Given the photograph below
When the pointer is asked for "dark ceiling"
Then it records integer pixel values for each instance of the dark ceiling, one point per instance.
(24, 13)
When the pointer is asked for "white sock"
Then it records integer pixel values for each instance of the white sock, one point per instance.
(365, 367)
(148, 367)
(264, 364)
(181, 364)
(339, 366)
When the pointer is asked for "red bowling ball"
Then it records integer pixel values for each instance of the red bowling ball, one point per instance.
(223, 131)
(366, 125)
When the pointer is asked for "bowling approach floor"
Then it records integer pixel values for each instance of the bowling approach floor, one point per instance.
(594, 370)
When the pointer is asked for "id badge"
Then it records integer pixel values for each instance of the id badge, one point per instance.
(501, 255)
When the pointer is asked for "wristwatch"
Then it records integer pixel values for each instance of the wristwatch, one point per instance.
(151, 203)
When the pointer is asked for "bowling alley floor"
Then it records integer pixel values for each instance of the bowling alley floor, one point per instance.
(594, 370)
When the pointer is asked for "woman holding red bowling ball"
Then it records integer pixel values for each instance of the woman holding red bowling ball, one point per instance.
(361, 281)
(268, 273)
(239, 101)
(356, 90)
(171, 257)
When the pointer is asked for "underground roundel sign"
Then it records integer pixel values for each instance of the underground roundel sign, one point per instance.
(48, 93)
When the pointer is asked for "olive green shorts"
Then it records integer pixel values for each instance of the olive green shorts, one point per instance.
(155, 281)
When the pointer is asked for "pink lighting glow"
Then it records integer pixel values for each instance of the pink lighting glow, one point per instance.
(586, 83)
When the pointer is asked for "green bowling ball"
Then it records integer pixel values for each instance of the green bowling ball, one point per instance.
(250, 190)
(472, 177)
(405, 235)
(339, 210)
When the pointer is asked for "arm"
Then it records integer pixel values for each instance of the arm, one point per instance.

☆ ☆ ☆ ☆

- [PROBLEM TO SOLVE]
Without changing a word, restate the whole listing.

- [FINISHED TASK]
Given the photograph below
When the pointer is asked for "dark ceiling"
Then it records integer pixel values for each instance of the dark ceiling, one point per instance.
(24, 13)
When the pointer is asked for "white sock"
Then it records integer pixel values for each instance of the white sock, one point per instance.
(365, 367)
(148, 367)
(264, 364)
(181, 364)
(339, 366)
When the pointer is asked for "red bowling ball"
Then it records integer pixel values for each instance of the red bowling ball, one point per instance.
(223, 131)
(366, 125)
When the pointer is asked for "bowling approach floor"
Then it records integer pixel values for each instance of the bowling approach floor, one point per instance.
(594, 370)
When the pointer is asked for "id badge"
Then it records integer pixel values for each instance of the id badge, one point per instance.
(501, 255)
When the pointer is asked for "wristwatch"
Then it records integer pixel values for each instance of the wristwatch, one point per instance.
(151, 203)
When the pointer is asked for "bowling alley floor"
Then it records integer pixel values for each instance of the bowling alley floor, one point per instance.
(594, 370)
When the pointer is asked for "woman holding red bowling ball"
Then it records integer pixel values for each instance of the woman holding red bowling ball, one point per instance.
(361, 281)
(268, 273)
(239, 101)
(356, 90)
(171, 257)
When the pointer is asked for "underground roundel sign"
Then it records integer pixel values for each instance of the underground roundel sign, one point per instance.
(48, 93)
When the pointer is asked for "olive green shorts"
Then it records integer pixel values for each instance of the olive green shorts, one point per instance.
(155, 281)
When the pointer is asked for "pink lighting glow"
Then it records integer pixel values for each instance of the pink lighting glow, one point per instance.
(586, 83)
When the pointer is asked for "green bowling ball"
Then it records integer pixel values for each instance of the green bowling ball, one point per instance.
(250, 190)
(472, 177)
(405, 235)
(339, 210)
When the pointer is asked for "arm"
Then it records integer pixel values for each instance of the arm, one point per instance.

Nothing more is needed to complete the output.